Print out every record exactly as it appears.
## BEGIN Entries shown
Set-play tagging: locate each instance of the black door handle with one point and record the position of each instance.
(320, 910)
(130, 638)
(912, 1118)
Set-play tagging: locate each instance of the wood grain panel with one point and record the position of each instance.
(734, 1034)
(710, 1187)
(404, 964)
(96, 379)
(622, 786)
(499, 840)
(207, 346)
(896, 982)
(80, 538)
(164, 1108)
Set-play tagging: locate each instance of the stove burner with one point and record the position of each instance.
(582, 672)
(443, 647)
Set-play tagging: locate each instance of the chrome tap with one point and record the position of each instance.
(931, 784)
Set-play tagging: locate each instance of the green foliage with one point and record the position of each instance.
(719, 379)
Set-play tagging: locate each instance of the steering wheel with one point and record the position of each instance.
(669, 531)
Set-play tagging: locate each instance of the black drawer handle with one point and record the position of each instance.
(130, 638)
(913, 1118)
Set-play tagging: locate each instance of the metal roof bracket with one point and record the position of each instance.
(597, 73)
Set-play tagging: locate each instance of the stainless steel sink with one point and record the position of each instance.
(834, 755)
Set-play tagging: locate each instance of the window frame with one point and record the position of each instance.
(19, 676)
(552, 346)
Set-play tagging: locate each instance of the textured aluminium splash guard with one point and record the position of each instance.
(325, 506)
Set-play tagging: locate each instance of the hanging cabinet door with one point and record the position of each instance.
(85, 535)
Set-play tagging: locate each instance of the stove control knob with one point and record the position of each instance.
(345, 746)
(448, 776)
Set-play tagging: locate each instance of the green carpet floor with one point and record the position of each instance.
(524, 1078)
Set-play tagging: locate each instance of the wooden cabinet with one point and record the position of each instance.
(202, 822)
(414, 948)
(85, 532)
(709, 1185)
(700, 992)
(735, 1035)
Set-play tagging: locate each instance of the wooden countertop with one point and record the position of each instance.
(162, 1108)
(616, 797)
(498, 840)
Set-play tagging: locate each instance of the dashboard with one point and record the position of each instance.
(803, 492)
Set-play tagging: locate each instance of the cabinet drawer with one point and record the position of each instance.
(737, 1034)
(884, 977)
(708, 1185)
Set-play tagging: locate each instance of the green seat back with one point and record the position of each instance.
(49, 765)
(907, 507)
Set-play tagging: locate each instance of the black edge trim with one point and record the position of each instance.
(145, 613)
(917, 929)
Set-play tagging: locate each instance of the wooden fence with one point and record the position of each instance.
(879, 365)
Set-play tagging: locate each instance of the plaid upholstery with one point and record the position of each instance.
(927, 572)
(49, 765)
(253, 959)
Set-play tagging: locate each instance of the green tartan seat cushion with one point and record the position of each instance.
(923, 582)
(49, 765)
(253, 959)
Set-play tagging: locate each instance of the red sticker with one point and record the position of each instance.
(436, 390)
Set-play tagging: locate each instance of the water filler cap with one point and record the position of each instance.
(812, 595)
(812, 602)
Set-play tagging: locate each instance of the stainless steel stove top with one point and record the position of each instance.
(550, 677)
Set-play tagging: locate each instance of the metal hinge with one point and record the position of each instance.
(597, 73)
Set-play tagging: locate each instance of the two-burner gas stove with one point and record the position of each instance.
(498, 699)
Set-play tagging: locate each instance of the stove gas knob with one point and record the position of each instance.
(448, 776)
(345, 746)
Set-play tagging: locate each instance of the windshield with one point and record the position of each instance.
## END Entries shown
» **Exercise output**
Set-play tagging: locate each instance of the black door handle with one point and record the position of each instance.
(320, 910)
(130, 638)
(912, 1118)
Set-play tagging: locate each instance of the wood grain panel with one point and record the position of each instance.
(734, 1034)
(710, 1187)
(404, 964)
(96, 379)
(622, 786)
(499, 840)
(207, 346)
(896, 982)
(80, 538)
(164, 1108)
Set-play tagging: locate each instance of the stove burner with one point and record the position of each instance.
(582, 672)
(443, 647)
Set-play tagging: locate each instance of the chrome tap with one point and record the position of each instance.
(931, 784)
Set-play tagging: locate each instance of the green foliage with one point and record the position of each instance.
(719, 379)
Set-play tagging: locate each instance of the steering wheel with one point and record the position of each instance.
(669, 531)
Set-play tagging: locate each instance of the black drawer handle with one point and record the position of each instance.
(130, 638)
(913, 1118)
Set-play tagging: locate each instance of the metal roof bracket with one point and record the position of each instance.
(597, 73)
Set-play tagging: locate each instance of the stainless steel sink with one point and record the position of each instance.
(834, 755)
Set-play tagging: locate each instance of the window frame with one point and record the position of each instance.
(19, 676)
(552, 346)
Set-play tagging: locate each instance of the textured aluminium splash guard with one point and record the position of each instance.
(325, 506)
Set-play tagging: locate each instance of the hanging cabinet door with one point and record the position of each instance.
(85, 535)
Set-play tagging: locate each instance of the stove control knob with one point and record the position of each instance.
(345, 746)
(448, 776)
Set-play tagging: locate each instance of the green carpet floor with one point and record the position of each instance.
(524, 1078)
Set-play tagging: locate each instance of the wooden cabinet with one point and record the position of each instance.
(202, 822)
(414, 948)
(85, 532)
(709, 1185)
(700, 992)
(735, 1035)
Set-play tagging: locate each instance of the wooden countertop with one point and record the position of each instance.
(162, 1108)
(616, 797)
(498, 840)
Set-play tagging: locate each instance of the dashboard with one point and record the position of each instance.
(803, 492)
Set-play tagging: locate each instance of the cabinet drawer with one point and record the position of each instance.
(737, 1034)
(884, 977)
(708, 1185)
Set-play tagging: locate each instance of the green seat back with one point and record the position of each instance.
(49, 765)
(907, 507)
Set-play tagging: locate each instance of the black edge trim with one point and record the position of each instance.
(145, 613)
(917, 929)
Set-play tagging: locate each instance of the wooden fence with one point and record the position of each instance.
(879, 365)
Set-play tagging: locate each instance of the plaid upholstery with one point and record the position of each instance.
(927, 572)
(49, 765)
(253, 959)
Set-play tagging: locate each instance of the green tartan seat cushion with one point and record the position of each instance.
(923, 582)
(49, 765)
(253, 959)
Set-play tagging: locate each instance of the red sticker with one point and record the position of each instance.
(436, 390)
Set-play tagging: locate each instance of the water filler cap with one point and record the position of each instance.
(812, 595)
(812, 602)
Set-play tagging: locate each instance of the stainless steel stove top with one point and record the position of each instance.
(550, 677)
Set-play tagging: locate each instance of the metal hinge with one point and record the position of each instance.
(597, 73)
Set-play tagging: locate each instance of the two-burner gas stove with one point and record the position of each instance.
(498, 699)
Set-play tagging: locate each instance of the stove gas knob with one point and record the position of each instance.
(448, 776)
(345, 746)
Set-play tagging: locate each instance of the windshield with one point and record the position of each instance.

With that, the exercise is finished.